- **Problem to work on**:
Extract every record, exactly as written, and ignore the pictures.

- **Provided information**:

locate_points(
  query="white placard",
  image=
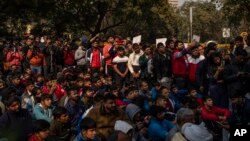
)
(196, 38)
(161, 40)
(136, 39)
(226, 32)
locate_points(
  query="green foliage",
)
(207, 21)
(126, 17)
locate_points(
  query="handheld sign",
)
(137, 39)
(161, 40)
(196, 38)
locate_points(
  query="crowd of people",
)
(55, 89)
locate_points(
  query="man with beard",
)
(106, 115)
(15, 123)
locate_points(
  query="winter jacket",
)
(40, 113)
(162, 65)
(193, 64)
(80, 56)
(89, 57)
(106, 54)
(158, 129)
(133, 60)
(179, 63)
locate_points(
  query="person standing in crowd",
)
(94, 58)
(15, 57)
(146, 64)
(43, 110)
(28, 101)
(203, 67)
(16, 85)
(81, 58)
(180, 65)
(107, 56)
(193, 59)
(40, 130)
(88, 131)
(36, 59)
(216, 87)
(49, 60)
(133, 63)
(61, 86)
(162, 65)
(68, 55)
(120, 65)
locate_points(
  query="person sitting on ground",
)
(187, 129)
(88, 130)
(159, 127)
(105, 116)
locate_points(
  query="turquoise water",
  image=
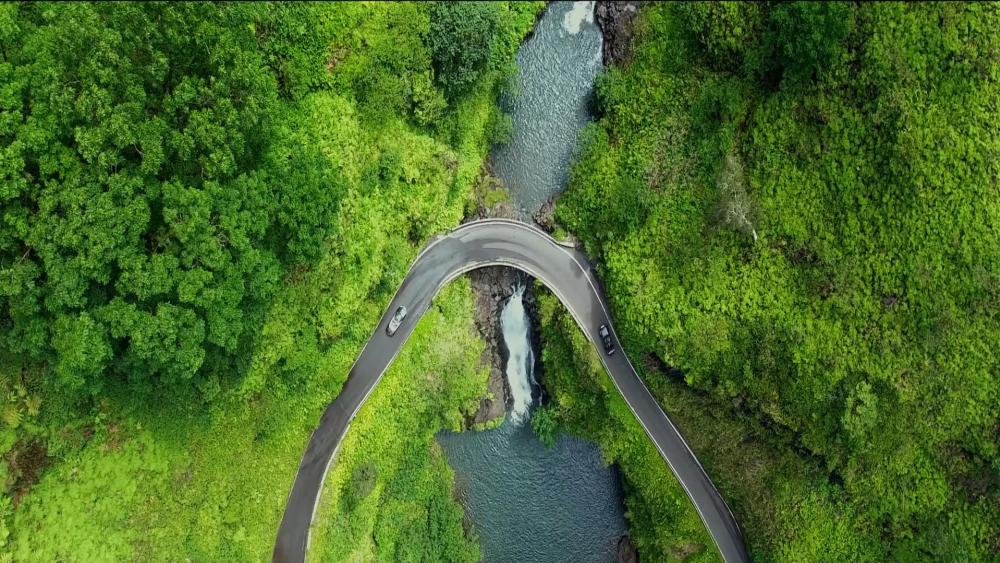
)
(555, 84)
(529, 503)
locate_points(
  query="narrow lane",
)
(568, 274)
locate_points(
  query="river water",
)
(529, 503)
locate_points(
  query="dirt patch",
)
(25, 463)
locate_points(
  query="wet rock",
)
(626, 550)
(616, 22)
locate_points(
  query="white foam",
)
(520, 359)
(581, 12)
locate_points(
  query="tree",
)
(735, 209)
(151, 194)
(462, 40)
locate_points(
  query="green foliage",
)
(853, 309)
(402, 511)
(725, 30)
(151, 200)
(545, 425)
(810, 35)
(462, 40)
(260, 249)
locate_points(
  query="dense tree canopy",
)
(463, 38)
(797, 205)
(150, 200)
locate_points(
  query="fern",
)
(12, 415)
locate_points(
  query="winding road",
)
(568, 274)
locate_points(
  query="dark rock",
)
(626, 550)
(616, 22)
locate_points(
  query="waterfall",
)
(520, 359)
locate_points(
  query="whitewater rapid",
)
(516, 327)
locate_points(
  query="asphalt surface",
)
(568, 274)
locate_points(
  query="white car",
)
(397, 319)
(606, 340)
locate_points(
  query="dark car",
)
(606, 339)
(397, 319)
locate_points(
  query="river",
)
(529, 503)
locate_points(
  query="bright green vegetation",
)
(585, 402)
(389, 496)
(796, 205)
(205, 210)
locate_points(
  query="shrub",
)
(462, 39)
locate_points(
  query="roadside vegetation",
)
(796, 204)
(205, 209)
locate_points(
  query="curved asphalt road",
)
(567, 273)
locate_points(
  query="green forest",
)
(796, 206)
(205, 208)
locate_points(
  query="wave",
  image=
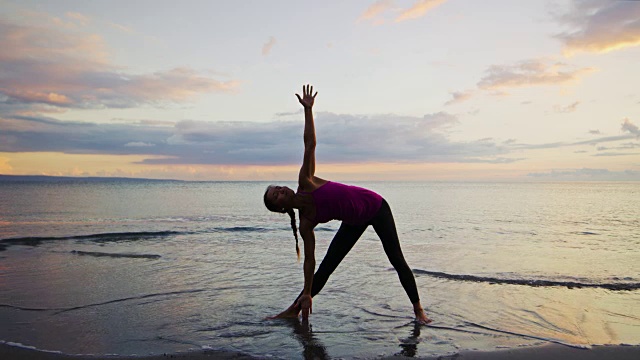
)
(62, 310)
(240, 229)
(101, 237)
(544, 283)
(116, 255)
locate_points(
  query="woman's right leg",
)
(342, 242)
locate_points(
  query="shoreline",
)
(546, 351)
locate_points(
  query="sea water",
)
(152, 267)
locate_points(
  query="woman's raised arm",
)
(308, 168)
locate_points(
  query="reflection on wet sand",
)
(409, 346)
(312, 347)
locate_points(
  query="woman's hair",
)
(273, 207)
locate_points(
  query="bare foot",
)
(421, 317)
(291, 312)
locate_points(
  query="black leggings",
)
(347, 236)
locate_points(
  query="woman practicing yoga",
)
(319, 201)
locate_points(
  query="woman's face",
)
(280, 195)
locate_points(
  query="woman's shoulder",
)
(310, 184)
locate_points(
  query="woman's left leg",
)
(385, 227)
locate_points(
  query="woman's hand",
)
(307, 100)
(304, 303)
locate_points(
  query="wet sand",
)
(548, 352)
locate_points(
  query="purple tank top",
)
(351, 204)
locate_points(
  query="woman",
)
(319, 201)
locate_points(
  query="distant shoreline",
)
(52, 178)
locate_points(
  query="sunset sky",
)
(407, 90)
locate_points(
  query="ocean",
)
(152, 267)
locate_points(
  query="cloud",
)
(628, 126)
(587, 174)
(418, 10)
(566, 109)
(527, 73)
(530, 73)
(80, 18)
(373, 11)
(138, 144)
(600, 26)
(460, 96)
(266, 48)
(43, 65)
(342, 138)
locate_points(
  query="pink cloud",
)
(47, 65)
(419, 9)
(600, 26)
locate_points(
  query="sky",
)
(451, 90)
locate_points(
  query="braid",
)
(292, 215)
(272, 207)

- **Result for this exercise**:
locate_points(
  query="white placard",
  image=
)
(196, 38)
(161, 40)
(136, 39)
(226, 32)
locate_points(
  query="green foliage",
)
(207, 21)
(126, 17)
locate_points(
  query="handheld sign",
)
(137, 39)
(161, 40)
(196, 38)
locate_points(
  query="crowd of people",
)
(55, 89)
locate_points(
  query="man with beard",
)
(106, 115)
(15, 123)
locate_points(
  query="winter jacket",
)
(40, 113)
(162, 65)
(193, 64)
(80, 56)
(89, 57)
(106, 54)
(158, 129)
(133, 60)
(179, 63)
locate_points(
  query="person standing in crowd",
)
(94, 58)
(15, 57)
(146, 64)
(43, 110)
(28, 101)
(203, 67)
(16, 85)
(81, 58)
(180, 65)
(107, 56)
(193, 59)
(40, 130)
(88, 131)
(36, 59)
(216, 87)
(49, 60)
(133, 63)
(61, 86)
(162, 65)
(68, 55)
(120, 65)
locate_points(
  query="person sitting on ground",
)
(187, 129)
(88, 130)
(159, 127)
(105, 116)
locate_points(
  query="turquoise water",
  image=
)
(555, 84)
(529, 503)
locate_points(
  query="narrow lane",
)
(568, 274)
locate_points(
  query="river water",
)
(529, 503)
locate_points(
  query="dirt patch",
)
(25, 463)
locate_points(
  query="wet rock",
)
(626, 550)
(616, 22)
locate_points(
  query="white foam",
)
(520, 359)
(581, 12)
locate_points(
  query="tree",
)
(735, 209)
(151, 194)
(462, 40)
locate_points(
  query="green foliage",
)
(853, 309)
(402, 511)
(725, 30)
(151, 200)
(545, 425)
(810, 35)
(462, 40)
(260, 249)
locate_points(
  query="dense tree canopy",
)
(463, 38)
(797, 205)
(150, 200)
locate_points(
  query="fern",
)
(12, 415)
locate_points(
  query="winding road",
)
(568, 274)
locate_points(
  query="dark rock",
)
(626, 550)
(616, 22)
locate_points(
  query="waterfall",
)
(520, 359)
locate_points(
  query="whitewater rapid",
)
(516, 327)
locate_points(
  query="asphalt surface",
)
(568, 274)
locate_points(
  query="white car",
)
(397, 319)
(606, 340)
locate_points(
  query="dark car",
)
(606, 339)
(397, 319)
locate_points(
  query="river",
)
(529, 503)
locate_points(
  query="bright green vegetation",
)
(585, 402)
(389, 496)
(796, 205)
(205, 210)
locate_points(
  query="shrub",
)
(462, 39)
locate_points(
  query="roadside vegetation",
)
(796, 204)
(205, 209)
locate_points(
  query="curved asphalt road",
)
(567, 273)
locate_points(
  query="green forest",
)
(796, 206)
(205, 208)
locate_points(
  query="wave",
  image=
)
(62, 310)
(240, 229)
(101, 237)
(544, 283)
(116, 255)
locate_points(
  query="woman's right leg",
)
(342, 242)
locate_points(
  query="shoreline",
)
(546, 351)
locate_points(
  query="sea water",
)
(152, 267)
locate_points(
  query="woman's raised arm",
)
(308, 168)
locate_points(
  query="reflection on wet sand",
)
(409, 346)
(312, 347)
locate_points(
  query="woman's hair",
)
(273, 207)
locate_points(
  query="bare foot",
)
(421, 317)
(291, 312)
locate_points(
  query="black leggings",
)
(347, 236)
locate_points(
  query="woman practicing yoga",
)
(319, 201)
locate_points(
  query="woman's face",
)
(280, 195)
locate_points(
  query="woman's shoulder",
)
(310, 184)
locate_points(
  query="woman's left leg",
)
(385, 227)
locate_points(
  query="woman's hand",
)
(307, 100)
(304, 303)
locate_points(
  query="wet sand",
)
(548, 352)
locate_points(
  query="purple tank top",
)
(351, 204)
locate_points(
  query="woman",
)
(319, 201)
locate_points(
  query="distant shoreline",
)
(52, 178)
locate_points(
  query="sunset sky",
)
(407, 90)
locate_points(
  query="ocean",
)
(152, 267)
locate_points(
  query="cloud",
)
(628, 126)
(587, 174)
(418, 10)
(566, 109)
(527, 73)
(530, 73)
(80, 18)
(373, 11)
(138, 144)
(600, 26)
(460, 96)
(266, 48)
(43, 65)
(342, 138)
locate_points(
  query="pink cloud",
)
(47, 65)
(419, 9)
(600, 26)
locate_points(
  query="sky",
)
(451, 90)
locate_points(
  query="braid",
)
(292, 215)
(272, 207)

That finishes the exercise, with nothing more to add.